Start of Quoted passage

Here are three quick and easy ways small business owners and fast-paced professionals can get organized and keep their stress at bay.

1. Make and Maintain a Budget

Few things give us more headaches than money. What good is watching your small business succeed if you are too stressed about finances to enjoy it?

Getting your finances in order is not a one-time project — it’s an ongoing process for busy professionals and small business owners. But it’s actually a relatively simple concept. When your financial situation is set, you’ll not only reduce your worry now, but set yourself up for less stress in the future.

Whether you want to prepare for covering payroll costs during a low sales season or you want to get your personal credit in better shape for future business plans, the first place to start is your budget. You need to analyze what cash you have coming in so you can plan and prepare the cash you can expect to go out. Not only will this help you anticipate business expenses, but it will also help you analyze whether you have enough capital to achieve your short-term business goals (or if it makes sense to look into a small business loan).

End of Quoted passage
Start of Information given

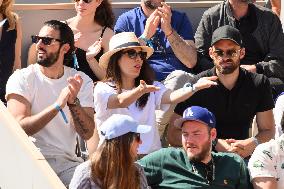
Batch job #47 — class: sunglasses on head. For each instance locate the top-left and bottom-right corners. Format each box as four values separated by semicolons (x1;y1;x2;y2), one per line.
213;49;241;58
31;35;62;45
122;49;147;60
74;0;93;3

End of Information given

◆ Stated task ◆
Extend the passage on staying organized as a small business owner, picking up after its final sentence.

◆ Result of the exercise ◆
There are a lot of benefits to taking out a loan — having the budget to hire additional team members, purchase inventory or upgrade equipment, for example — but you won’t know if this is the right move for your business without figuring out your budget first.

A budget should also help you achieve your annual goals. Think about what you would like to accomplish this year: lower your overhead, earn a business or leadership certification, pay off debt and repair your credit, or sign twice as many new clients as last year. Whatever you choose, a budget is your roadmap to success without stress.

2. Blow Off Steam in Healthy Ways

You have to have a healthy outlet for managing work-related stress. It’s easy to pick up a drink or take a smoke break every time the road gets bumpy, but you’ll be in real trouble — professionally and personally — if you start relying on negative coping strategies using drugs or alcohol.

Instead, check out healthy coping mechanisms like exercise, particularly activities you can do whether you’re solo or with others. Golf is a great example: you can zone out on the golf course alone, empty out your mind by focusing on your backswing at the driving range or go out with a buddy and enjoy the afternoon. Basketball is another solo or group activity that can help relieve stress — you can pop into a pick-up game at a local park or shoot a few hoops by yourself in the evening.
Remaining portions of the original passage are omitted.